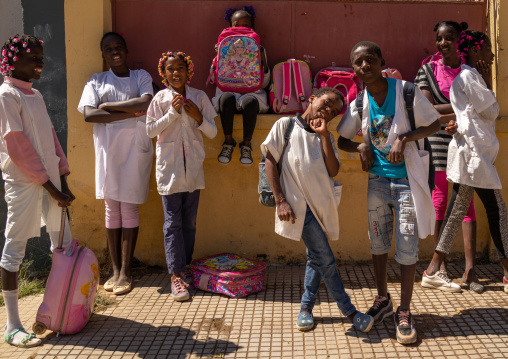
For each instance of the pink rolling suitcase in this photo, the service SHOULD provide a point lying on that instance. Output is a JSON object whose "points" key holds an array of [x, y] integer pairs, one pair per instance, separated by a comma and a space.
{"points": [[71, 289]]}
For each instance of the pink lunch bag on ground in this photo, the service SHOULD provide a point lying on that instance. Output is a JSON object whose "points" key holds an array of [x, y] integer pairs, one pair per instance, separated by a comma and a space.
{"points": [[237, 66], [228, 274], [71, 289], [291, 87]]}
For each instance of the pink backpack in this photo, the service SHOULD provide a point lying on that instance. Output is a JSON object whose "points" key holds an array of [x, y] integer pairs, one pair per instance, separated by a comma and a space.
{"points": [[237, 66], [228, 274], [291, 86], [71, 289], [392, 73], [342, 79]]}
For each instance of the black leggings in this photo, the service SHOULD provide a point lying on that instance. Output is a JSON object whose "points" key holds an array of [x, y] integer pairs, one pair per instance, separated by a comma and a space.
{"points": [[457, 209], [227, 109]]}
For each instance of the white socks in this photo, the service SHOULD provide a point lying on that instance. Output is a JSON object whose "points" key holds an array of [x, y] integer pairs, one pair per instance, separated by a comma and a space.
{"points": [[11, 306], [14, 323]]}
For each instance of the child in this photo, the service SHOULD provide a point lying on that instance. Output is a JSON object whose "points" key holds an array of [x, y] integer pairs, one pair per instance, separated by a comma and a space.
{"points": [[306, 201], [398, 184], [249, 104], [115, 101], [472, 153], [177, 116], [32, 160], [435, 79]]}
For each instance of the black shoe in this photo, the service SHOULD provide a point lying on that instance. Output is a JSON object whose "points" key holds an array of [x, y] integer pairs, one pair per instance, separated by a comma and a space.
{"points": [[406, 332], [382, 308], [245, 154], [226, 153]]}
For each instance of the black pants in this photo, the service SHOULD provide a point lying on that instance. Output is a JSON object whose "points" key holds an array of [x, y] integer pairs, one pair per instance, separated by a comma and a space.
{"points": [[457, 209], [227, 109]]}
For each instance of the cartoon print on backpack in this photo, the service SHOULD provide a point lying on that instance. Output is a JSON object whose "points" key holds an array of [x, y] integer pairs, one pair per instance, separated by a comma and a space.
{"points": [[239, 63]]}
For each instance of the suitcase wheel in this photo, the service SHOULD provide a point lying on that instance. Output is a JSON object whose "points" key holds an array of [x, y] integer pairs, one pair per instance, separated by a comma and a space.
{"points": [[39, 328]]}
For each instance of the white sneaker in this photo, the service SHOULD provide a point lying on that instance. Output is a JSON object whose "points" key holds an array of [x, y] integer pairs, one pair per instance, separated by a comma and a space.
{"points": [[439, 281]]}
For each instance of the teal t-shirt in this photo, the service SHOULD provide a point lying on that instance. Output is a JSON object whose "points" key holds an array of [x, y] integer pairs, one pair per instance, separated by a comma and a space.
{"points": [[381, 119]]}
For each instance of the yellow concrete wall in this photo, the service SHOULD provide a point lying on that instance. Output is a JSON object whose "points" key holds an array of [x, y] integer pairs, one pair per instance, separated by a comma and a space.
{"points": [[230, 217]]}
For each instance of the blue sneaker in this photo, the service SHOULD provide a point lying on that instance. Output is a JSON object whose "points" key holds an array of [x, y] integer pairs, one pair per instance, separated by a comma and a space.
{"points": [[363, 322], [382, 308], [305, 321]]}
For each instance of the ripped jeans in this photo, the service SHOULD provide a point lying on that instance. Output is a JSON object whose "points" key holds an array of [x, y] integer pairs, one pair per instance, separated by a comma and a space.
{"points": [[388, 198]]}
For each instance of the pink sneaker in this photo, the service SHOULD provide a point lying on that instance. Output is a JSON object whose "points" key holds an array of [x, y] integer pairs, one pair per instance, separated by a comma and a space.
{"points": [[187, 277], [179, 290]]}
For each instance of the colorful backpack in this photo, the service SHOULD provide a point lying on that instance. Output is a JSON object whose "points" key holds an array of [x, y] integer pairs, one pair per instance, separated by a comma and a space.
{"points": [[237, 66], [342, 79], [391, 73], [291, 87], [228, 274]]}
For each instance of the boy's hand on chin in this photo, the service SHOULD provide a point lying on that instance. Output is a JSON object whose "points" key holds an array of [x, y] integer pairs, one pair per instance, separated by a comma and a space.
{"points": [[319, 126]]}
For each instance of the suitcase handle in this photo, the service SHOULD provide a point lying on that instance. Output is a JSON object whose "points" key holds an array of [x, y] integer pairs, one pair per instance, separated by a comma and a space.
{"points": [[62, 226]]}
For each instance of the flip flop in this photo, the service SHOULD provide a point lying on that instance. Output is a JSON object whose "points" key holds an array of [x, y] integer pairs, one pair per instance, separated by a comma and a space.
{"points": [[109, 285], [122, 289], [27, 342], [473, 286]]}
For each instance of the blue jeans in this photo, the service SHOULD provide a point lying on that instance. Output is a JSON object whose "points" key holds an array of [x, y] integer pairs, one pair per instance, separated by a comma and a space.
{"points": [[180, 212], [321, 264], [388, 198]]}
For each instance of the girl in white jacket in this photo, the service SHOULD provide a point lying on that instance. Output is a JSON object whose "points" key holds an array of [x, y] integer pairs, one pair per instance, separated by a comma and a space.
{"points": [[471, 157], [178, 116], [34, 169]]}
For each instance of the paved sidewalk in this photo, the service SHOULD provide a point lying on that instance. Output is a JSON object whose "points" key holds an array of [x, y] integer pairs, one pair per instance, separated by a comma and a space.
{"points": [[147, 323]]}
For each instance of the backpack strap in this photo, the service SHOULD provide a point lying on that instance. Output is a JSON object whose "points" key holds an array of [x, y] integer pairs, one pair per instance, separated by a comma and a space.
{"points": [[409, 96], [359, 103], [300, 92], [287, 135], [286, 84]]}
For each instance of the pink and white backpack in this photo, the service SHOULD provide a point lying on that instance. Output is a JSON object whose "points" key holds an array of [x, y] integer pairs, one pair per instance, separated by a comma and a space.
{"points": [[341, 78], [291, 86], [229, 274], [237, 66]]}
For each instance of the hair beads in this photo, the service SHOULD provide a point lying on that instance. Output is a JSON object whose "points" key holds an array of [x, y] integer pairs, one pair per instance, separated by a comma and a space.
{"points": [[186, 58], [468, 39], [12, 47]]}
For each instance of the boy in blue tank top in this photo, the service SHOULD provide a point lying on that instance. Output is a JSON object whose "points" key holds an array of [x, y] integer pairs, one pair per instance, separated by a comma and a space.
{"points": [[398, 198]]}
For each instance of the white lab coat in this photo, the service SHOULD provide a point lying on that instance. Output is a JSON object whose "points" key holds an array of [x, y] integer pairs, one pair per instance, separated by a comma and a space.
{"points": [[475, 146], [304, 179], [417, 162], [123, 151], [27, 212], [180, 150]]}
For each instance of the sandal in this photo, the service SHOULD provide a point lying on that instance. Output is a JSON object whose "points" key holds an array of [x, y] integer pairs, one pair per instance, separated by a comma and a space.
{"points": [[473, 286], [29, 341], [109, 285], [122, 289]]}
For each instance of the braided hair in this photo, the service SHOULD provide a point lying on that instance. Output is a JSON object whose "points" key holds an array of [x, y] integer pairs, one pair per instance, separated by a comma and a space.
{"points": [[185, 58], [12, 47], [468, 39], [456, 26], [246, 11]]}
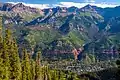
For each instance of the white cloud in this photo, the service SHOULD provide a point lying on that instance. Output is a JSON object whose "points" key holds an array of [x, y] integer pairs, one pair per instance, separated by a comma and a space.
{"points": [[68, 4], [91, 1]]}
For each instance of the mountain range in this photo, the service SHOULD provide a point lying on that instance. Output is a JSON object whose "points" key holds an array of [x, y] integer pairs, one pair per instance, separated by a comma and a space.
{"points": [[64, 29]]}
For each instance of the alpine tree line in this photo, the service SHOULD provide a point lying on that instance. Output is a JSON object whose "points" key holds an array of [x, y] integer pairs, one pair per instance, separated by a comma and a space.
{"points": [[13, 67]]}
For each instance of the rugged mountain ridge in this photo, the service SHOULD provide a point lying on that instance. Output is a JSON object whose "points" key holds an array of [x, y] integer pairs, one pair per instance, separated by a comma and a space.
{"points": [[60, 28]]}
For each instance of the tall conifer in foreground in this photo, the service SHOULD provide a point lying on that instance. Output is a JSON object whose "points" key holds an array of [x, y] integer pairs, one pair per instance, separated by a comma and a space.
{"points": [[15, 65], [26, 67]]}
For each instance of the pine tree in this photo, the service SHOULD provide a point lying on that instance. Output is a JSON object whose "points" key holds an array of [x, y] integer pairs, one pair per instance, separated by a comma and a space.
{"points": [[5, 54], [33, 69], [15, 65], [37, 67], [26, 67]]}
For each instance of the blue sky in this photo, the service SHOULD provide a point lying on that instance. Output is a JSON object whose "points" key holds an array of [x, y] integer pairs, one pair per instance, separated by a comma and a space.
{"points": [[57, 1], [65, 3]]}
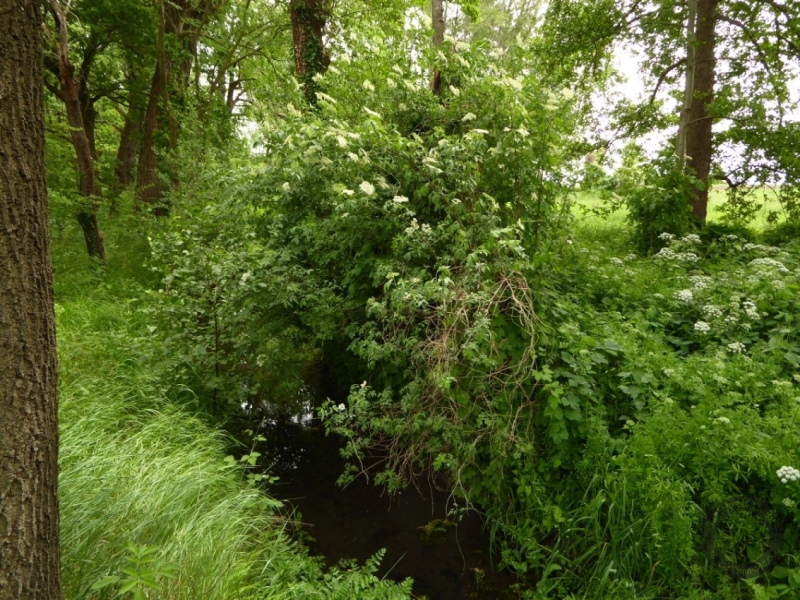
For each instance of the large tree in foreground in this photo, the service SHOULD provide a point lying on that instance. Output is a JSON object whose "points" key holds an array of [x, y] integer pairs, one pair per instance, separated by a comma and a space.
{"points": [[29, 551]]}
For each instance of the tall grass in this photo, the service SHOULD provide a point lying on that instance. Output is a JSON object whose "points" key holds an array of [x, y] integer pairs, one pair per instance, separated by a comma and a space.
{"points": [[137, 468]]}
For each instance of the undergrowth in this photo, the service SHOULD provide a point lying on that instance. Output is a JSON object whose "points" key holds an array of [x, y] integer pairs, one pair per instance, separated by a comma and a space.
{"points": [[138, 469]]}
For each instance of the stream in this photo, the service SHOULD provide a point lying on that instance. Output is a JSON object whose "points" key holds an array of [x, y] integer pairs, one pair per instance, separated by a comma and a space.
{"points": [[448, 560]]}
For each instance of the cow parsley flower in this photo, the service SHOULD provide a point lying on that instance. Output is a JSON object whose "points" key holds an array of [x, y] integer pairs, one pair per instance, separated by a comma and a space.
{"points": [[700, 282], [736, 347], [769, 263], [751, 310], [367, 188], [787, 474]]}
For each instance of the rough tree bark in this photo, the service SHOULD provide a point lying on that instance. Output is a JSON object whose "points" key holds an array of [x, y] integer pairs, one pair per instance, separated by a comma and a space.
{"points": [[688, 84], [699, 139], [29, 543], [71, 95], [310, 55], [183, 20], [129, 141], [437, 15]]}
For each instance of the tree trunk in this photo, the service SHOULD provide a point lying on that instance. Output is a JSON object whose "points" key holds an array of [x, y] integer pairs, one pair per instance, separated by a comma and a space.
{"points": [[129, 142], [29, 543], [70, 94], [688, 86], [310, 55], [150, 188], [699, 137], [437, 15], [149, 184]]}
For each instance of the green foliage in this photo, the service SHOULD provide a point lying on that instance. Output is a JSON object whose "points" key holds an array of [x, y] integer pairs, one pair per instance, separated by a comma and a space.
{"points": [[146, 490], [141, 575], [660, 204]]}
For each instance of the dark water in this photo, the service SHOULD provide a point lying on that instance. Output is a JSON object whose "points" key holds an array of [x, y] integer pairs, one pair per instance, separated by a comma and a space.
{"points": [[448, 557]]}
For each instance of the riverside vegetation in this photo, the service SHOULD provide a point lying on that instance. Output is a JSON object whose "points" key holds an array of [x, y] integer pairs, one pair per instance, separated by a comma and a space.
{"points": [[611, 386]]}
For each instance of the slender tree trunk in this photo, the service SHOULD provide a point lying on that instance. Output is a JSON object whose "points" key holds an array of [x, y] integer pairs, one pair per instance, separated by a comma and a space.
{"points": [[129, 142], [688, 87], [29, 543], [70, 93], [699, 139], [437, 15], [310, 55], [149, 185]]}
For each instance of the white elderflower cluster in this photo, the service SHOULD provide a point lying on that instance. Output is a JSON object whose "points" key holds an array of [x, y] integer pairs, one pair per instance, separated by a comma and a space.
{"points": [[751, 310], [736, 347], [787, 474], [700, 282], [769, 263]]}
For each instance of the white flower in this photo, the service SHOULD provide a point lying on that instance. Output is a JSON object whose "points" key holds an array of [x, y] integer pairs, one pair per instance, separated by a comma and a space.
{"points": [[787, 474], [736, 347], [367, 188], [751, 310], [769, 263], [700, 282]]}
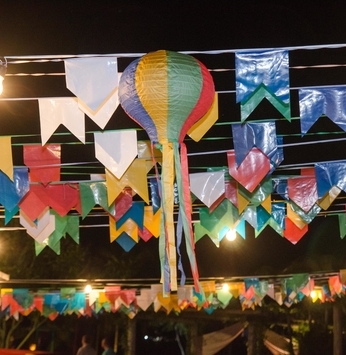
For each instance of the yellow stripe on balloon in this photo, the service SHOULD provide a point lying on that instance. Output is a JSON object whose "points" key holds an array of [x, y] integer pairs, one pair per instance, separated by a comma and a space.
{"points": [[154, 98], [168, 209]]}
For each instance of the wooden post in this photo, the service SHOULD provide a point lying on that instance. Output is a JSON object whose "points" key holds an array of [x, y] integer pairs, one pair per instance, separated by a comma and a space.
{"points": [[337, 329]]}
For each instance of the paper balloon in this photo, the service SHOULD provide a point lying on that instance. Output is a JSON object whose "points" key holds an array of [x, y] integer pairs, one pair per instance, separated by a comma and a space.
{"points": [[166, 93]]}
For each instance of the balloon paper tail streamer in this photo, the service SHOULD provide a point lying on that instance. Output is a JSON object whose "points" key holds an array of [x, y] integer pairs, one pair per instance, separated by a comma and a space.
{"points": [[167, 228], [185, 208], [179, 239]]}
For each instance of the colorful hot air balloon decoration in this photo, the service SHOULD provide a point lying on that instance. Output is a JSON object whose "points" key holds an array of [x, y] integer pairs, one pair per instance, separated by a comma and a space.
{"points": [[167, 92]]}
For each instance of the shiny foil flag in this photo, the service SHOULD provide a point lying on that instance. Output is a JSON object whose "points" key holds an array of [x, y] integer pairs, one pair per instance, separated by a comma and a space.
{"points": [[208, 186], [329, 175], [65, 111], [302, 190], [251, 171], [261, 135], [93, 79], [116, 150], [313, 103], [259, 75]]}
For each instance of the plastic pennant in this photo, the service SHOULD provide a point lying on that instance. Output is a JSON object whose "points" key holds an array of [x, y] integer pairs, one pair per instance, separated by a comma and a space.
{"points": [[202, 126], [116, 150], [152, 220], [329, 197], [6, 162], [42, 228], [342, 224], [136, 213], [126, 242], [92, 79], [134, 177], [248, 106], [94, 193], [12, 191], [261, 135], [65, 111], [306, 217], [302, 190], [123, 203], [128, 227], [105, 111], [329, 175], [207, 186], [43, 162], [231, 191], [63, 197], [315, 102], [200, 231], [293, 233], [268, 70], [251, 171]]}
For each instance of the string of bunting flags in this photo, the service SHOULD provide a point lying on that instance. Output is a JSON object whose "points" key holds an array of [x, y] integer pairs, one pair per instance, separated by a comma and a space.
{"points": [[137, 201], [250, 292]]}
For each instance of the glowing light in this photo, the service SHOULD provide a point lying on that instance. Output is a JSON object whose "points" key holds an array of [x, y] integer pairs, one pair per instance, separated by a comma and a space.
{"points": [[225, 287], [1, 86], [88, 289], [231, 235], [316, 294]]}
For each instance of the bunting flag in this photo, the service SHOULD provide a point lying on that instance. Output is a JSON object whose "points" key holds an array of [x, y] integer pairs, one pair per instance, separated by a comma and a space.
{"points": [[201, 127], [251, 171], [313, 103], [271, 80], [6, 162], [94, 193], [116, 150], [135, 177], [62, 198], [292, 232], [65, 111], [11, 192], [250, 292], [302, 190], [92, 79], [261, 135], [342, 224], [65, 225], [41, 228], [43, 162], [329, 175], [208, 186]]}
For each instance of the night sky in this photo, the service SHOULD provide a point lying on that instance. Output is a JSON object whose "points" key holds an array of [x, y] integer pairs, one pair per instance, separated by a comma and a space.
{"points": [[104, 27]]}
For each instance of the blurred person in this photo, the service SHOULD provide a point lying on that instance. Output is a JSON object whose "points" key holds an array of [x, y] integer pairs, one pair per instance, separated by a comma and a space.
{"points": [[86, 348]]}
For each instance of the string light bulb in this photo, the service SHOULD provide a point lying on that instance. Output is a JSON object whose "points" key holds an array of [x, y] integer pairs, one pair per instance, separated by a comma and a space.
{"points": [[3, 69]]}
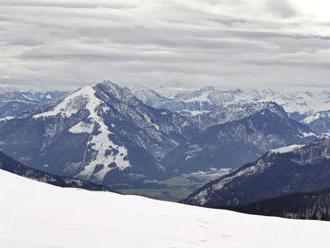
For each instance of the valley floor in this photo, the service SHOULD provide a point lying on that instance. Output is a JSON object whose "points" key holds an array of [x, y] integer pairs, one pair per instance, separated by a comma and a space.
{"points": [[37, 215]]}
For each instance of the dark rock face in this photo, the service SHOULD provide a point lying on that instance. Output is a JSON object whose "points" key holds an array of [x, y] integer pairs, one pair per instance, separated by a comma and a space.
{"points": [[309, 205], [283, 171]]}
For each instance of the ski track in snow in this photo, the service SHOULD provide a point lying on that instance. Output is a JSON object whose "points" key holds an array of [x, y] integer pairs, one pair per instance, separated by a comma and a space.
{"points": [[37, 215], [100, 143]]}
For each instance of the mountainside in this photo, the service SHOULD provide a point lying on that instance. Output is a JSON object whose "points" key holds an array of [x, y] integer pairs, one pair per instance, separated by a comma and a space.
{"points": [[310, 205], [288, 170], [235, 143], [101, 133], [37, 215], [233, 112], [15, 103], [12, 166], [308, 107]]}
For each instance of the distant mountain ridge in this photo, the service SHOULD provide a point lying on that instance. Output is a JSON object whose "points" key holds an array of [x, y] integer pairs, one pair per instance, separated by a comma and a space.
{"points": [[288, 170], [18, 103], [235, 143], [308, 107]]}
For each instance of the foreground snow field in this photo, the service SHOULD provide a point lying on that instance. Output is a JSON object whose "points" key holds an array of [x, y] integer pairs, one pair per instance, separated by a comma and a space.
{"points": [[37, 215]]}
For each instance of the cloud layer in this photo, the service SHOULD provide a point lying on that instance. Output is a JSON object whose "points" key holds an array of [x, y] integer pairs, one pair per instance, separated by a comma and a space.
{"points": [[238, 43]]}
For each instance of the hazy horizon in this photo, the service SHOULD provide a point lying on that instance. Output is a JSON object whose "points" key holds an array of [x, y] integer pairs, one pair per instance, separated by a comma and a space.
{"points": [[236, 44]]}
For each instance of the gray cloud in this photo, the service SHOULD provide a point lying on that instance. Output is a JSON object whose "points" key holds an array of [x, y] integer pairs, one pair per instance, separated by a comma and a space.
{"points": [[240, 43]]}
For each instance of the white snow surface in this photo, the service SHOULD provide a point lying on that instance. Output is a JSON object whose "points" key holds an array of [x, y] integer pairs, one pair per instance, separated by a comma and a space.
{"points": [[37, 215], [101, 142], [7, 118]]}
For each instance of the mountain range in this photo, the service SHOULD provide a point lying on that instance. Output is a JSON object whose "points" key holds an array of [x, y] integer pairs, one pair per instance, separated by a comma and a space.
{"points": [[309, 107], [17, 103], [283, 171]]}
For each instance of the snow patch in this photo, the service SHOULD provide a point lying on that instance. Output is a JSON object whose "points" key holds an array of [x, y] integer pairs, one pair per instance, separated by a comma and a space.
{"points": [[79, 218], [82, 127], [287, 149]]}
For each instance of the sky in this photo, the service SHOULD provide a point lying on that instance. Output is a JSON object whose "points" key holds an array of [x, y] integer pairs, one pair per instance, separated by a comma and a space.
{"points": [[231, 43]]}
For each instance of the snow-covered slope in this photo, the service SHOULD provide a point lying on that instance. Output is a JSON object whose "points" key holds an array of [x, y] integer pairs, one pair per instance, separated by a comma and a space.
{"points": [[37, 215], [101, 133], [309, 107]]}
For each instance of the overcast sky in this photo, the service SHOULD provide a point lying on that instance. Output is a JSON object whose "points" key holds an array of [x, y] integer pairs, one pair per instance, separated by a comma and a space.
{"points": [[235, 43]]}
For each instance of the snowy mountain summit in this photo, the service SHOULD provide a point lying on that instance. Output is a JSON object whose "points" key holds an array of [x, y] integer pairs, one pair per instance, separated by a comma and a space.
{"points": [[101, 133]]}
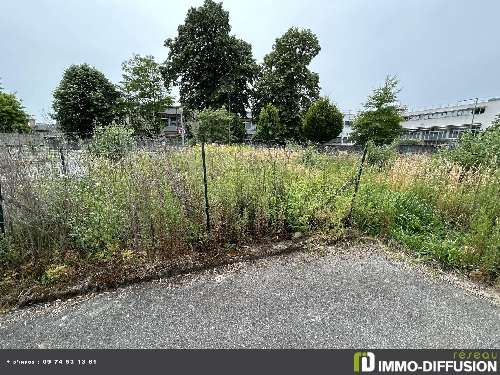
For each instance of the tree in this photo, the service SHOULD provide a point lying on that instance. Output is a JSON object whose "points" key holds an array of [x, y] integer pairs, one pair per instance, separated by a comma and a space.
{"points": [[322, 121], [269, 126], [84, 99], [144, 93], [212, 68], [380, 121], [286, 81], [12, 115]]}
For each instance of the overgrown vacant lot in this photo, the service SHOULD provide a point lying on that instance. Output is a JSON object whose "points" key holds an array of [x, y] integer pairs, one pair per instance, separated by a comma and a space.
{"points": [[104, 220]]}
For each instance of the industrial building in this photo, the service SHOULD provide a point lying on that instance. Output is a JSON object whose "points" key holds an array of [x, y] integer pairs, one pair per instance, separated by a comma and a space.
{"points": [[441, 124]]}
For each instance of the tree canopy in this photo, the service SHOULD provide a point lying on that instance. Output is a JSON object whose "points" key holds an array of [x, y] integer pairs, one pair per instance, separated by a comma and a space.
{"points": [[380, 121], [269, 126], [212, 68], [144, 94], [322, 121], [13, 118], [84, 99], [286, 81]]}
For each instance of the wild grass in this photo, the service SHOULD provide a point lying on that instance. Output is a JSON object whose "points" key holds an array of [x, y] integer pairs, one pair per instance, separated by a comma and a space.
{"points": [[150, 205]]}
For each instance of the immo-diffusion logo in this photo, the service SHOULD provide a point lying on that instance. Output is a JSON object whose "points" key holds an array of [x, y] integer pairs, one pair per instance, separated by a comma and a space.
{"points": [[364, 361], [460, 362]]}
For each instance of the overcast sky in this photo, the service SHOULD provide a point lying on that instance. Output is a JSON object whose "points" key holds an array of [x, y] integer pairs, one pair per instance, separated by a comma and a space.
{"points": [[442, 50]]}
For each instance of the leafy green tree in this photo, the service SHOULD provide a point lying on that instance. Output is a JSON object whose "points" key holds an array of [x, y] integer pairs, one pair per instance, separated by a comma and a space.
{"points": [[286, 81], [144, 94], [322, 121], [84, 99], [212, 68], [380, 121], [12, 115], [269, 126]]}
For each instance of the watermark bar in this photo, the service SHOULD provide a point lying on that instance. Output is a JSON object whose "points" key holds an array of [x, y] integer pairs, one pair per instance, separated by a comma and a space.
{"points": [[220, 362]]}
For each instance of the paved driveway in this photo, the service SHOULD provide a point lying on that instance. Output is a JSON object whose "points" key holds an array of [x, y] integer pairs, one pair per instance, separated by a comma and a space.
{"points": [[356, 298]]}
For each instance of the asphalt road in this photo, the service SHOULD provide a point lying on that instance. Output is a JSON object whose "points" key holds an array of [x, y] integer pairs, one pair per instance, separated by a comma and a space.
{"points": [[358, 298]]}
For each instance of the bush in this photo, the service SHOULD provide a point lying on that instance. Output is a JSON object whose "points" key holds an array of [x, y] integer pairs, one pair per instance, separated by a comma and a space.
{"points": [[12, 115], [322, 121], [380, 156], [84, 98], [112, 142]]}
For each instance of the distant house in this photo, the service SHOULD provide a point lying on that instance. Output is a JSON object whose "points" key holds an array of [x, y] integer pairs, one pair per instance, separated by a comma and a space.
{"points": [[172, 118], [250, 125], [173, 121]]}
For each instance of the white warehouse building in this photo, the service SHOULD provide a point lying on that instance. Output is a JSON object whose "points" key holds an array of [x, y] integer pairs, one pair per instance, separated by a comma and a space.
{"points": [[439, 124]]}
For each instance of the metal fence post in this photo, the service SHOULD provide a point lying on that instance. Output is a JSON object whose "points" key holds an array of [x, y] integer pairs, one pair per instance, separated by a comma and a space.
{"points": [[356, 184], [63, 160], [2, 217], [203, 160]]}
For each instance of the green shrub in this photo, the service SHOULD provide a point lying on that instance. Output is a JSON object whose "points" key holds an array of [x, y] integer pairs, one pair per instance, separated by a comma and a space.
{"points": [[380, 156], [322, 121], [112, 142]]}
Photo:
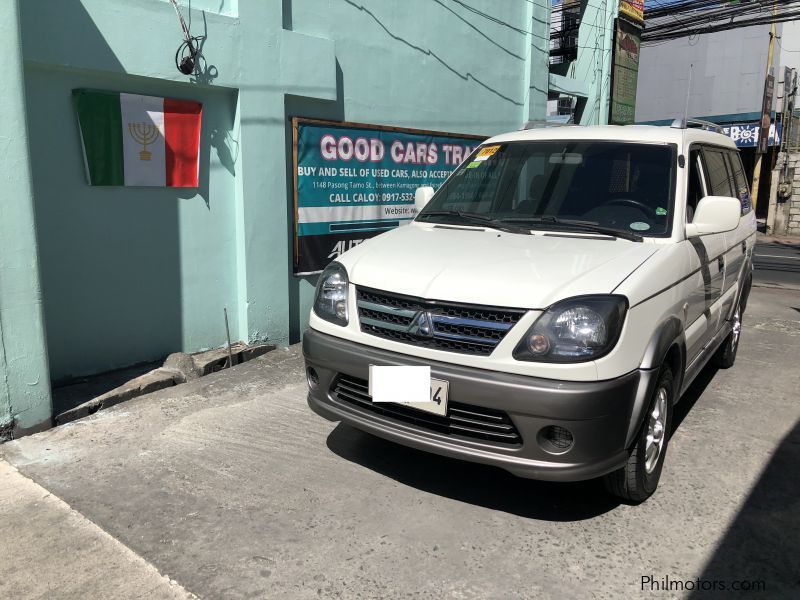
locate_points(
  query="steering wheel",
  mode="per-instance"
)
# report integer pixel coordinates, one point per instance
(632, 203)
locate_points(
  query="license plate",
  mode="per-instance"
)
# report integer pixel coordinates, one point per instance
(438, 403)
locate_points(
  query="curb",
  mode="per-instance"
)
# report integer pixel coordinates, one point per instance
(178, 368)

> **Goal**
Print exactly the span of lines that begins with the line containing "For each instance of the distant house" and ends with the last line of the listing, with no pictures.

> **Output of the task**
For each instance of the distant house in this photo, the service SHOULD provide a point lying on that instance. Output is a JSON object whose "points" key holds an array of [x, y] integer pairs, one pair per instance, separated by a comma and a space.
{"points": [[172, 118], [250, 125], [173, 121]]}
For each instance of the white warehouse building in this photo, the service SHOULD provide a point lying on that instance. Output is a JSON object whose "points" key holds an array of [x, y] integer pairs, one pair per instance, separated by a comma and a space.
{"points": [[439, 124]]}
For each instance of the metal fence post in this photo, the service SHOULD provide a point lying on that instance. Output is a JSON object whose "points" key holds an array of [x, y] integer pairs, one pair per instance, separated by a comma and a space.
{"points": [[356, 184], [63, 160], [2, 217], [203, 160]]}
For each instance of the green shrub in this photo, the service SHOULD provide a point lying on that instance. Output is a JSON object whose "points" key holds an array of [x, y] integer pairs, one pair per instance, separated by a comma and a space.
{"points": [[380, 156], [322, 121], [112, 142]]}
Photo:
locate_points(
  query="steering wheel",
  mode="per-instance"
)
# report integer pixel coordinates, one point per instance
(632, 203)
locate_points(
  query="license plate",
  mode="per-instance"
)
# report integer pixel coordinates, one point per instance
(438, 403)
locate_points(
  query="curb",
  mode="per-instance"
)
# report integer pixel coordinates, one point per instance
(178, 368)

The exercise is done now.